Work instructions: Copy out, word for word, only the part of the records that begins with the line containing "the goose head" and runs through the end of the records.

Provided records:
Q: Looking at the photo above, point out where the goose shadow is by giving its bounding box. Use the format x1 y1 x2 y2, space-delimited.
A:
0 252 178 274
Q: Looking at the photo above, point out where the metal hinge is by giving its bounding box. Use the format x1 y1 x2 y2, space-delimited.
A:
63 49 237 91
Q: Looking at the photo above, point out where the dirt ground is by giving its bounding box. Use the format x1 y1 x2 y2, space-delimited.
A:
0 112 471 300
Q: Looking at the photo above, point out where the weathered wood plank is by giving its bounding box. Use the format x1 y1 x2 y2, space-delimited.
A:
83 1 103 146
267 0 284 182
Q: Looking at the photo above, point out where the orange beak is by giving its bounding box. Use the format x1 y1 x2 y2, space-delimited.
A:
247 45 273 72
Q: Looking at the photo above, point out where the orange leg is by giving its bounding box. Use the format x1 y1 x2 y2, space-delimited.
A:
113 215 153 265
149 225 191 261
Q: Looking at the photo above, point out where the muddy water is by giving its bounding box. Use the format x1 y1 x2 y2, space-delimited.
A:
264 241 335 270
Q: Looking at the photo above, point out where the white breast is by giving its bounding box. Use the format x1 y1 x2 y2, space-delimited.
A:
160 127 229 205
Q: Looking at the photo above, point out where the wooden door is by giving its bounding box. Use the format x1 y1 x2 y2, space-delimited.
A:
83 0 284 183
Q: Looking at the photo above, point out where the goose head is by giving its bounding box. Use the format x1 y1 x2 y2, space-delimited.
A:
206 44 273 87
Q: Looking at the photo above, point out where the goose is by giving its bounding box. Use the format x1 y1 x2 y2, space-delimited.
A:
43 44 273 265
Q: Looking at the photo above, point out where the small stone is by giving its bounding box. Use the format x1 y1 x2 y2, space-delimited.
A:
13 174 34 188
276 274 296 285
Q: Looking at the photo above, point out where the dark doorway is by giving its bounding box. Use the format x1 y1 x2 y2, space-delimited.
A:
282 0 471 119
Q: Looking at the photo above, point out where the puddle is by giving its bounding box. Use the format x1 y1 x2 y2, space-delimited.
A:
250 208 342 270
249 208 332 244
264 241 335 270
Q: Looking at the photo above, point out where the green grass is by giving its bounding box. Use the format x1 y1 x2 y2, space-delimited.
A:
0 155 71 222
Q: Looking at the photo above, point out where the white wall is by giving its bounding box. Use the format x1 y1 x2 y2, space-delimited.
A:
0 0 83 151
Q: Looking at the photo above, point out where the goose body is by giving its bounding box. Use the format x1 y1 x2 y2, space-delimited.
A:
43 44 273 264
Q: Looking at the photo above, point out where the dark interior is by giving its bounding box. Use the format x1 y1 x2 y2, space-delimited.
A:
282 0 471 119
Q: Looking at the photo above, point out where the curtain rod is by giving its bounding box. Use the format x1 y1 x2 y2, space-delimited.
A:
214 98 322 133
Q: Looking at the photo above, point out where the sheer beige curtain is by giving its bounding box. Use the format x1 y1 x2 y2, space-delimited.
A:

Correct response:
Q: Looking at the photo above, point out where the goose head is by giving its bounding box. Use the format x1 y1 x2 y2, space-delimited.
A:
206 44 273 87
Q: Looking at the photo above, point out where the goose is by giving its bounding box. Use the format x1 y1 x2 y2, space-delimited.
A:
43 44 273 265
Q: Looking at the photo above, point out where the small stone is by giving its bounding box. Use the format x1 y1 x2 y2, space-delimited.
A:
13 174 34 188
276 274 296 285
Q: Looking at the photo above, point out where the dark doorway is by giving its bounding box. Use the format x1 y1 x2 y2, space-delimited.
A:
282 0 471 119
Q: Looking at the photo above, point out where the puddle is by giving its bounding box. Use the format x1 y1 x2 y2, space-delimited.
A:
250 208 342 270
249 208 332 244
264 241 335 270
Q: Looking at the photo above, point out where the green grass is by giving its bounding box. Use the format x1 y1 x2 y2, space-delimited.
A:
0 155 71 222
Q: Looking at the photo above, point out where the white wall is by giving its bounding box. Use the format x1 y1 x2 y2, space-delimited.
A:
0 0 83 151
Q: Looking at the photo above, point out where the goose body is by giving its bounding box. Use the format x1 y1 x2 y2, space-delimited.
A:
43 44 273 264
Q: Looking at the photo above, point out where the dark interior is by giving its bounding box. Use the format x1 y1 x2 y2, space-delimited.
A:
282 0 471 119
Q: Looking at the photo above, point out where the curtain rod is by giving its bounding box. Use the format x1 y1 x2 y2, space-delimited.
A:
214 98 322 133
Q: Looking at the photo above, point out where the sheer beige curtain is by giving its bounding box. Use the format x1 y1 x2 y2, space-delimited.
A:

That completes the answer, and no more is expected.